● DATA FOR THE TASK
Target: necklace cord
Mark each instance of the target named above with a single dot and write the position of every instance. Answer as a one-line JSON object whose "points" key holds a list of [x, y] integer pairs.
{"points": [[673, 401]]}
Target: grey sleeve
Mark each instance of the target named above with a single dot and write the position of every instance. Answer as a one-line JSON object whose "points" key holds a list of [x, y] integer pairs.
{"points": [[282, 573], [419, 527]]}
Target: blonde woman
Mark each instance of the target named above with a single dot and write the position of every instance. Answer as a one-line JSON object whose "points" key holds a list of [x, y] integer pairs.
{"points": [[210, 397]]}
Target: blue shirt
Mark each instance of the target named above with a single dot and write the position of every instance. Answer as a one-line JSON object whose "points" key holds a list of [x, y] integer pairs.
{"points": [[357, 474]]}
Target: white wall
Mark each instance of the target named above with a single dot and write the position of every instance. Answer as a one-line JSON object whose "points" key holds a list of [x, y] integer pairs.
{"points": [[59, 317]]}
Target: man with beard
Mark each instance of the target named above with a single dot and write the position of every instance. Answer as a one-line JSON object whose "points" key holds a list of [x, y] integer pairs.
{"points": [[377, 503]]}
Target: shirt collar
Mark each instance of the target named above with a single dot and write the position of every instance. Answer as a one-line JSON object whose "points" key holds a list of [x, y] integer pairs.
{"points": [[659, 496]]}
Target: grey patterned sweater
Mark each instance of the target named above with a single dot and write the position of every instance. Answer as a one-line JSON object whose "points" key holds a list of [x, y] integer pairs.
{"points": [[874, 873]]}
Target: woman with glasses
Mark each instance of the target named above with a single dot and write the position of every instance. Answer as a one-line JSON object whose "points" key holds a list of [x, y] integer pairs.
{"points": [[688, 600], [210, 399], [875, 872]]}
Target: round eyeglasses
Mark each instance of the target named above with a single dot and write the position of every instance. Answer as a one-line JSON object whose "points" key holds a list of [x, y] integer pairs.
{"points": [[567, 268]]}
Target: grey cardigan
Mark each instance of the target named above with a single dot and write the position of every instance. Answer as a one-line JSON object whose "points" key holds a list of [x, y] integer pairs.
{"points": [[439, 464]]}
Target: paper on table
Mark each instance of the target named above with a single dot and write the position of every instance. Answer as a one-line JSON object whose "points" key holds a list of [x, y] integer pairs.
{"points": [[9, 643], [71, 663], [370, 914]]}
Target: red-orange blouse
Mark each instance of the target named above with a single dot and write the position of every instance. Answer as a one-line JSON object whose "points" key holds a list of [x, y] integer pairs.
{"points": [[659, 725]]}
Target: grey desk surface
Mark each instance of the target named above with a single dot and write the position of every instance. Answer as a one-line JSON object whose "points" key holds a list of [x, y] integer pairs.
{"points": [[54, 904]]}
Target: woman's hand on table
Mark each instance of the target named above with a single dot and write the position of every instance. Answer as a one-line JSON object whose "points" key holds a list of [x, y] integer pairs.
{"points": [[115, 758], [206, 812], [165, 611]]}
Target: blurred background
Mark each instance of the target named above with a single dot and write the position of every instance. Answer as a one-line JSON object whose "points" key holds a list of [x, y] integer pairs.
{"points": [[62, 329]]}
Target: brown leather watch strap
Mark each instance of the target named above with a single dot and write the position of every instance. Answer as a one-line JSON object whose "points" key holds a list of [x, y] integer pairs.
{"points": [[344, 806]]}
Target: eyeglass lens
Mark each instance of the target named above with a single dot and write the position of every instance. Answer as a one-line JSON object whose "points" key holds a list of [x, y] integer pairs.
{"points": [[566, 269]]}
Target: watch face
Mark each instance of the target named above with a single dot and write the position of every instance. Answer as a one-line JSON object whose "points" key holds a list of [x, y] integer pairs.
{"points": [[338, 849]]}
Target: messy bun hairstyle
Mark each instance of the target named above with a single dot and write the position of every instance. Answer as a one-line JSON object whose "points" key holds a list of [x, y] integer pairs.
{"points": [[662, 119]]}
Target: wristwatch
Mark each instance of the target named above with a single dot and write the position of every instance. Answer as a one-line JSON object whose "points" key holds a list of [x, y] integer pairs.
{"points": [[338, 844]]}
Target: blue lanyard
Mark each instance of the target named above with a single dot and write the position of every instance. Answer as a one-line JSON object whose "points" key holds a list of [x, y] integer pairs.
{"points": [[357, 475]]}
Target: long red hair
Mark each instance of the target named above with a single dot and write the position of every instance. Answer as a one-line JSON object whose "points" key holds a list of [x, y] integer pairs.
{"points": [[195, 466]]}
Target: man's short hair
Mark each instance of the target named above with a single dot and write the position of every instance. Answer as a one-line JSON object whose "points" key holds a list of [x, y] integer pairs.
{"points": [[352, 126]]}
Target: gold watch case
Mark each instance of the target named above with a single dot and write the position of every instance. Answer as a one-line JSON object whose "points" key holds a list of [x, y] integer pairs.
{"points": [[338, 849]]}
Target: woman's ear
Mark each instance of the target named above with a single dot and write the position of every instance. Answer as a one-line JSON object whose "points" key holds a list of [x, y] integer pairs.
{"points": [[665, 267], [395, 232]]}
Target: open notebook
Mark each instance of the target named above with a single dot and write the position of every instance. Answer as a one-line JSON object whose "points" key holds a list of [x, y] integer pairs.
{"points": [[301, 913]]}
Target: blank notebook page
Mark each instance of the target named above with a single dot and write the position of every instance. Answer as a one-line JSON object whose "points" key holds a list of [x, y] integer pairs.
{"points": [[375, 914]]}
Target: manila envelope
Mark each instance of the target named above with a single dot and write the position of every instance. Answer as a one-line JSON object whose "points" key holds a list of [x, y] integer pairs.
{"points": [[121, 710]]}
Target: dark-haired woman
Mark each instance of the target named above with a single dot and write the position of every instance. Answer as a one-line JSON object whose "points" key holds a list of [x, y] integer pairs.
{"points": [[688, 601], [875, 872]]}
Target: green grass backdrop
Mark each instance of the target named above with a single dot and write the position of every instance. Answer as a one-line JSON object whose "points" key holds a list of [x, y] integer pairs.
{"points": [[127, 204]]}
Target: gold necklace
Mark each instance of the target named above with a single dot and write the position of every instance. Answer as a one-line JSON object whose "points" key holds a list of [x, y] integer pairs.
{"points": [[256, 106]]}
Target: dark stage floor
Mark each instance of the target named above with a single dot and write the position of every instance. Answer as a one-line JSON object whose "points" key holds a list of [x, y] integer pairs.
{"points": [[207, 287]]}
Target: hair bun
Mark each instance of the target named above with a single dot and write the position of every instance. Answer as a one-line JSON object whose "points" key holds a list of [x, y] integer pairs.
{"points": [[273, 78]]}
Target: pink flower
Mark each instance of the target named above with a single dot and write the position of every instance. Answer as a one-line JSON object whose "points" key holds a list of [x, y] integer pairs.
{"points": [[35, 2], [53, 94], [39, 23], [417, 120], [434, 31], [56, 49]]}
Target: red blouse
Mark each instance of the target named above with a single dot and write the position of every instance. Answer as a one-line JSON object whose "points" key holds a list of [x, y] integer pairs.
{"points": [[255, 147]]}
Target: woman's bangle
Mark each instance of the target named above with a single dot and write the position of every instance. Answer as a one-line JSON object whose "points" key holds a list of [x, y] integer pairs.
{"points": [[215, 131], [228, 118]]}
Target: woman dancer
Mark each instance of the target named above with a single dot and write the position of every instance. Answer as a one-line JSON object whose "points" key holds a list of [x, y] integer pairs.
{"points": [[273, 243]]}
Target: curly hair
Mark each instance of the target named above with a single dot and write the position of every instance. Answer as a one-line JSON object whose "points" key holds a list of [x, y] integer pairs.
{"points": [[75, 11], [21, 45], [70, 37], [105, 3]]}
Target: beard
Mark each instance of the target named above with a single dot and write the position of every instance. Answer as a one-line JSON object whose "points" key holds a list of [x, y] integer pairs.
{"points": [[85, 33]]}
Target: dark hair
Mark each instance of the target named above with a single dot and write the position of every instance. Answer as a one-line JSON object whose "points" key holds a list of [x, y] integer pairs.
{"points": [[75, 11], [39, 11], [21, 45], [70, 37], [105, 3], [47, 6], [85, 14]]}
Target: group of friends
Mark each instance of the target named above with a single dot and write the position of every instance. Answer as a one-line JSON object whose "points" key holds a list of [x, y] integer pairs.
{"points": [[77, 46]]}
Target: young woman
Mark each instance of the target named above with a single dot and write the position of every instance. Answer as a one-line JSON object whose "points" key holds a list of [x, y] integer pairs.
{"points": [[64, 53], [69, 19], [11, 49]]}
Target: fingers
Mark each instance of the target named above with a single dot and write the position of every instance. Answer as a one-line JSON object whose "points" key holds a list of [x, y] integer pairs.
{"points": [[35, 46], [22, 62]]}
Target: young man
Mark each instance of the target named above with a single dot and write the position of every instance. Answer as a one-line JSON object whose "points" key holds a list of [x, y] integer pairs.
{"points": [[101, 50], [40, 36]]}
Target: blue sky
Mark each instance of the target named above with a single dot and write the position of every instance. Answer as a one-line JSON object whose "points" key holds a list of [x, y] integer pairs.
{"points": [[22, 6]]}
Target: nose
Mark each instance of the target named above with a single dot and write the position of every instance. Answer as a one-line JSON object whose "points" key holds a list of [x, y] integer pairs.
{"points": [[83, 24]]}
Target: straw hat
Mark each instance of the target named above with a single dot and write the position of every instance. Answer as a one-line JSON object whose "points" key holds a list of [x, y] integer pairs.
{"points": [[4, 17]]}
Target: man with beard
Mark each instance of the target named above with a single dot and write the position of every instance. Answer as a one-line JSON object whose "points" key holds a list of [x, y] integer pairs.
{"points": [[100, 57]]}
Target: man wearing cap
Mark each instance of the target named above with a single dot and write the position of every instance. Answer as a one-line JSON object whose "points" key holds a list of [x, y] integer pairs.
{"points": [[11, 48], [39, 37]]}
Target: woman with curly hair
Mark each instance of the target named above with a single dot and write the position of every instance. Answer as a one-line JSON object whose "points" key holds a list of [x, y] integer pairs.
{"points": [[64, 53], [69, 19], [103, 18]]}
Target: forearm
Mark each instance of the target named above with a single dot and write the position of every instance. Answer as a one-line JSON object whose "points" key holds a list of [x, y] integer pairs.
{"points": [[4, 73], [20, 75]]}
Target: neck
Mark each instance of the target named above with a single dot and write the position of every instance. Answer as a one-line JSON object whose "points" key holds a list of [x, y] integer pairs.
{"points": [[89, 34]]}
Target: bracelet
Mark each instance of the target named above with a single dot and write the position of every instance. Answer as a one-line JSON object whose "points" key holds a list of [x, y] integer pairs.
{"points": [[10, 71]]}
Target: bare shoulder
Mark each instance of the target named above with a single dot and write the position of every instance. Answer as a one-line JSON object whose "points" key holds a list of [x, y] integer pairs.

● WORK TO BE COMPLETED
Write the lines out verbatim, from the one with "Target: forearm" through the last line of the entries, and stop there.

● EXERCISE OUTPUT
Target: forearm
Mark each instance of the target named above with a single dot and write the position of every instance. Answer as a one-line JSON object whose "points" key holds a list of [x, y] integer pairs.
{"points": [[4, 73], [20, 75]]}
Target: neck
Mark each instance of the target named above with a single dot and write the position of every instance. Answer as a one-line JSON object whose "points" key holds a list of [x, y] integer pairs.
{"points": [[89, 34]]}
Target: bracelet
Mark each instance of the target named above with a single dot and write the position of every instance. Answer as a one-line JSON object whose "points" key holds a list of [x, y] integer pairs.
{"points": [[10, 71]]}
Target: bare shoulder
Mark each instance of the target named above with a single dot and write the position of every instance. Answer as a one-line JSON object whose "points" key holds a list of [x, y] integer pairs.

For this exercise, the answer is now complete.